▶ _Written task_
Retype the following lines word for word, character for character, with nothing altered.

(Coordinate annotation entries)
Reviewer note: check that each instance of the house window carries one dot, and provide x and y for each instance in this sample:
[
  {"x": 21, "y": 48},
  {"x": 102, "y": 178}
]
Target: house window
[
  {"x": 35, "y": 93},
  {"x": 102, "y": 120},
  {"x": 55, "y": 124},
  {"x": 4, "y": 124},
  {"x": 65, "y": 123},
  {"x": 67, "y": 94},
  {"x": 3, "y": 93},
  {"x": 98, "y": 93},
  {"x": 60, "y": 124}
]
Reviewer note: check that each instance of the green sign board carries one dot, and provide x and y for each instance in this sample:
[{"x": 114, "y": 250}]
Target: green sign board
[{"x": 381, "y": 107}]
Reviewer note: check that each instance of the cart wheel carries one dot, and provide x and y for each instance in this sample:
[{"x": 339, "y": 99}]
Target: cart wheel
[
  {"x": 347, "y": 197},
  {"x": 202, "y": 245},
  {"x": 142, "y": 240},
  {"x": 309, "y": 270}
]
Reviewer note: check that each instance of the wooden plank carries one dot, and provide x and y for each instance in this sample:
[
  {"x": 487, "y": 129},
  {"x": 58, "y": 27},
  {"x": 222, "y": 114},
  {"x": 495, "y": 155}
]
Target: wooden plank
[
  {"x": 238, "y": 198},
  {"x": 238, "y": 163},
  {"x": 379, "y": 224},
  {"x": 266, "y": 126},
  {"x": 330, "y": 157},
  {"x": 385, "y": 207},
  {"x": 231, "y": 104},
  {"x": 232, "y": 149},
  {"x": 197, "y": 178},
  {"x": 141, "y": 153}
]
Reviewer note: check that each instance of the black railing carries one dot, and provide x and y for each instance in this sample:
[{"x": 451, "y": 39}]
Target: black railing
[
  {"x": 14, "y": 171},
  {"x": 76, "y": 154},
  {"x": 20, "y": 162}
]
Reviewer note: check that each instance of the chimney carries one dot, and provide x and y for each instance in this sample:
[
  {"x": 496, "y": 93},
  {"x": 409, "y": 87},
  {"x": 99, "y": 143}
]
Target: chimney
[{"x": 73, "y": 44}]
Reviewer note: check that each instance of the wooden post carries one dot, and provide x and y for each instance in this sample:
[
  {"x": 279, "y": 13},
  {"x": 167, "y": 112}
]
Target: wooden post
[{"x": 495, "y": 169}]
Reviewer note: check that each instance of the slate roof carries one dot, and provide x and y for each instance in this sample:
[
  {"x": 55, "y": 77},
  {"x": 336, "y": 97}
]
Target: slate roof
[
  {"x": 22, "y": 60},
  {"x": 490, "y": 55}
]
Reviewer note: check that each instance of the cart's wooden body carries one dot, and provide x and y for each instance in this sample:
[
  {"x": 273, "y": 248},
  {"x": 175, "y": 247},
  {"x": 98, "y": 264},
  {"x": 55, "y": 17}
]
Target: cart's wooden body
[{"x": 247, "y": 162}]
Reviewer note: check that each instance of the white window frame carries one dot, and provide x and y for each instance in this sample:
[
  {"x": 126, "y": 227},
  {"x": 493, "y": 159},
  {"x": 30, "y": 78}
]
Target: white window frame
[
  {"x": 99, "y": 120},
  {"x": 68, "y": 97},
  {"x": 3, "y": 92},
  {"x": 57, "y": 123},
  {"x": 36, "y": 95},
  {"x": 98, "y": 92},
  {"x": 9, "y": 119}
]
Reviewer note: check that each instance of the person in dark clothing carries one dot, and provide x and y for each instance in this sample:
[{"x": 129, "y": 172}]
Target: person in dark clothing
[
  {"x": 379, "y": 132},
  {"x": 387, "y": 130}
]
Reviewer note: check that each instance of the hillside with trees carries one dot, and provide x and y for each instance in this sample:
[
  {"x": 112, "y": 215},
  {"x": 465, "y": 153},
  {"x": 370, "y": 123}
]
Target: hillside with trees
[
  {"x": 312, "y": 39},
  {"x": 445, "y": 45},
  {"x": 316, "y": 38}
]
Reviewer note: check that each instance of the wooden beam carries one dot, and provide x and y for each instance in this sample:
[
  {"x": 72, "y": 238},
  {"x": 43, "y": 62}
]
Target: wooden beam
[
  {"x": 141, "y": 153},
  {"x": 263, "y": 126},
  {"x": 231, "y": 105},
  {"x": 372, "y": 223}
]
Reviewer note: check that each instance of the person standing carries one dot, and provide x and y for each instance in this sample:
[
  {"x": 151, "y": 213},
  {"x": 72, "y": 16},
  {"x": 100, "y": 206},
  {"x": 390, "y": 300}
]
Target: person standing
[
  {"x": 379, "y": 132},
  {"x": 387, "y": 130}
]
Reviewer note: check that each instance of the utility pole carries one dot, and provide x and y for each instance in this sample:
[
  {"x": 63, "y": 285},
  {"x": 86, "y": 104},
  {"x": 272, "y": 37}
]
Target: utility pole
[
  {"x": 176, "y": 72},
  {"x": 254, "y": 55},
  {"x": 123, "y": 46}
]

▶ _Exercise output_
Reviewer note: check that each instance of the house window carries one dot, and provide x and y for each instance in this sample:
[
  {"x": 21, "y": 48},
  {"x": 102, "y": 178}
]
Target: house window
[
  {"x": 35, "y": 93},
  {"x": 102, "y": 120},
  {"x": 55, "y": 124},
  {"x": 4, "y": 124},
  {"x": 65, "y": 123},
  {"x": 67, "y": 94},
  {"x": 3, "y": 93},
  {"x": 98, "y": 93},
  {"x": 60, "y": 124}
]
Reviewer note: check that each instance of the green sign board carries one dot, and provide x and y for each instance in this sample:
[{"x": 114, "y": 250}]
Target: green sign board
[{"x": 381, "y": 107}]
Reviewer note: check that each instance of the cart wheel carries one dot, and provide x and y for each instance in this sample:
[{"x": 339, "y": 99}]
Target: cart wheel
[
  {"x": 347, "y": 197},
  {"x": 202, "y": 245},
  {"x": 142, "y": 240},
  {"x": 309, "y": 270}
]
Reviewer note: check that each instance of the wooden plank carries one dot, and provide x and y for each instance in this sample:
[
  {"x": 487, "y": 129},
  {"x": 58, "y": 27},
  {"x": 222, "y": 114},
  {"x": 495, "y": 155}
]
Target: wooden plank
[
  {"x": 238, "y": 198},
  {"x": 238, "y": 163},
  {"x": 379, "y": 224},
  {"x": 266, "y": 126},
  {"x": 330, "y": 157},
  {"x": 385, "y": 207},
  {"x": 231, "y": 104},
  {"x": 232, "y": 149},
  {"x": 197, "y": 178},
  {"x": 141, "y": 153}
]
Reviewer note: check that each instance of the black railing carries one dot, and provide x and y for each instance in this sample:
[{"x": 451, "y": 39}]
Target: black railing
[
  {"x": 14, "y": 171},
  {"x": 76, "y": 154},
  {"x": 20, "y": 162}
]
Reviewer note: check that each instance of the chimney carries one dot, and provide x and y for each instance in this sample:
[
  {"x": 496, "y": 93},
  {"x": 409, "y": 87},
  {"x": 99, "y": 143}
]
Target: chimney
[{"x": 73, "y": 44}]
Reviewer note: check that each instance of the wooden post carries one dot, and provide x and y for each instance in this sample:
[
  {"x": 279, "y": 13},
  {"x": 167, "y": 112}
]
Target: wooden post
[{"x": 495, "y": 169}]
Reviewer note: check that each instance of the slate roof carries one dot, and provide x and y for each instance in this sample:
[
  {"x": 55, "y": 77},
  {"x": 336, "y": 97}
]
Target: slate roof
[
  {"x": 22, "y": 60},
  {"x": 490, "y": 55}
]
Reviewer note: check that each instance of the cart's wooden body carries one dot, and provide x and y for each instance in this sample:
[
  {"x": 273, "y": 248},
  {"x": 175, "y": 247},
  {"x": 98, "y": 264},
  {"x": 55, "y": 17}
]
Target: cart's wooden body
[{"x": 247, "y": 162}]
Reviewer note: check that each instance of the white window frame carries one dot, and provide x and y for each instance in this sample:
[
  {"x": 126, "y": 227},
  {"x": 493, "y": 159},
  {"x": 30, "y": 78}
]
Target: white window frame
[
  {"x": 99, "y": 120},
  {"x": 68, "y": 97},
  {"x": 3, "y": 92},
  {"x": 57, "y": 123},
  {"x": 36, "y": 95},
  {"x": 98, "y": 92},
  {"x": 9, "y": 119}
]
Reviewer note: check that each instance of the person in dark clothing carries one dot, and provide x and y for each instance in this sample:
[{"x": 129, "y": 172}]
Target: person in dark clothing
[
  {"x": 379, "y": 132},
  {"x": 387, "y": 130}
]
Reviewer note: check that each instance of the hillside with trees carries one dot, and provide x and y for each instance in this sample:
[
  {"x": 112, "y": 215},
  {"x": 465, "y": 153},
  {"x": 370, "y": 123}
]
Target: hillside with trees
[
  {"x": 312, "y": 39},
  {"x": 445, "y": 45},
  {"x": 316, "y": 38}
]
Reviewer note: check that each instance of the wooden beam carries one dot, and provide x and y for each instance in this sample:
[
  {"x": 72, "y": 238},
  {"x": 43, "y": 62}
]
Target: wooden beam
[
  {"x": 141, "y": 153},
  {"x": 263, "y": 126},
  {"x": 231, "y": 105},
  {"x": 372, "y": 223}
]
Reviewer note: check that each instance of the person standing carries one dot, and provide x and y for each instance in this sample:
[
  {"x": 151, "y": 213},
  {"x": 72, "y": 16},
  {"x": 100, "y": 206},
  {"x": 390, "y": 300}
]
Target: person standing
[
  {"x": 379, "y": 132},
  {"x": 387, "y": 130}
]
Reviewer note: check that each instance of the utility pole carries one dot, and provide x and y for each instance in this sample:
[
  {"x": 63, "y": 285},
  {"x": 86, "y": 104},
  {"x": 272, "y": 37}
]
Target: utility pole
[
  {"x": 176, "y": 72},
  {"x": 254, "y": 55},
  {"x": 123, "y": 46}
]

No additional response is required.